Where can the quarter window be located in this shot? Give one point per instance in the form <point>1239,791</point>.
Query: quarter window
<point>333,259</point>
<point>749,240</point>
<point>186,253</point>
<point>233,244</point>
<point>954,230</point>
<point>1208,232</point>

• _Prompt_: Render every line of the listing above as a numbered list, omitting any blank lines.

• _Exercise result_:
1. Where can the quarter window be located in this shot? Give one point per instance in the form <point>1239,791</point>.
2. Query: quarter window
3. <point>333,259</point>
4. <point>749,240</point>
5. <point>186,253</point>
6. <point>233,244</point>
7. <point>954,230</point>
8. <point>1208,232</point>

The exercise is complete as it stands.